• What you will do
Reproduce the full listing below unchanged, apart from the pictures.

----------------

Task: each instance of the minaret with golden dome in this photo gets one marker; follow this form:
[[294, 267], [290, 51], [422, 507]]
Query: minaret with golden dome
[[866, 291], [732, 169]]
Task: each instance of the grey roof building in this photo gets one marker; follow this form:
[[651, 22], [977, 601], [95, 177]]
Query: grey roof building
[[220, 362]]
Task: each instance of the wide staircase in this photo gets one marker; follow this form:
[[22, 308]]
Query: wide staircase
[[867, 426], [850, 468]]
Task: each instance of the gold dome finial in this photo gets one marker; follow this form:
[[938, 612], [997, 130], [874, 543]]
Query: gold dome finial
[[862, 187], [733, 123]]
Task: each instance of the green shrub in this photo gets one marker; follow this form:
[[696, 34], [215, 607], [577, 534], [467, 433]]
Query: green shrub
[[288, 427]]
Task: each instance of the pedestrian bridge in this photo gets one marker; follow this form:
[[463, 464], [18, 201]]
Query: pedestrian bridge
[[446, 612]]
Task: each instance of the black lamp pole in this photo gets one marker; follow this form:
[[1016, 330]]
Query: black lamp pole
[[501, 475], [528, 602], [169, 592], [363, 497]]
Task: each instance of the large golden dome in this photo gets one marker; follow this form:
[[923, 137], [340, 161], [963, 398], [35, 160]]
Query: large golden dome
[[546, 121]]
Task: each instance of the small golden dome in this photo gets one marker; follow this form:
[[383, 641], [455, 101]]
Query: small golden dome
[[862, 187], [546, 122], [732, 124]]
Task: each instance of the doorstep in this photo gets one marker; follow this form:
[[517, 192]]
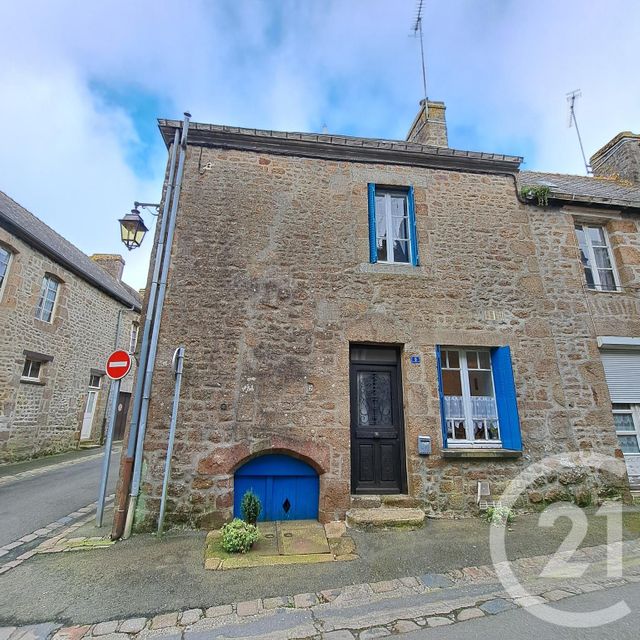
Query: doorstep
[[284, 542]]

----------------

• Expected answer
Task: each instance of the minaret with golden dome in this photo gets one marker; follow this form:
[[294, 267], [290, 51], [422, 507]]
Query: minaret with golden dome
[[866, 291], [732, 169]]
Task: each instance of the grey roof building in this photo gets one marker; follow this form:
[[651, 22], [977, 601], [95, 177]]
Query: grey roof building
[[220, 362]]
Task: each instance of the wide staircase in this photo gets one marker; follow this form:
[[22, 308]]
Query: wide staircase
[[867, 426], [850, 468]]
Task: each instance of the gold dome finial in this photo gets one marker; follow this form:
[[938, 612], [997, 130], [874, 543]]
Query: gold dome finial
[[862, 187], [733, 123]]
Task: each instance of the green shrub in this photo gets one marker; follow this form:
[[696, 34], [215, 607], [577, 534], [467, 433]]
Query: green shrub
[[288, 427]]
Task: each instance of the pedestrian bridge in this photo gets one marker; follow this form:
[[463, 464], [18, 201]]
Query: pedestrian bridge
[[446, 612]]
Task: each instance of the black lamp pole in this photo gets one marker; follow this form:
[[1016, 330]]
Query: black lamp pole
[[501, 475], [528, 602], [169, 592], [363, 497]]
Task: each instance of the large golden dome in this photo gets one marker; follow this form:
[[923, 137], [340, 161], [963, 398], [35, 160]]
Query: large golden dome
[[546, 121]]
Task: each instance of the small golden dome in this photo gets one marker; follow this form:
[[383, 641], [455, 101]]
Query: small golden dome
[[862, 187], [546, 122], [732, 124]]
Task: each instance of the doorstep in this photo gets one marker; follow this form:
[[517, 192]]
Query: doorstep
[[284, 542]]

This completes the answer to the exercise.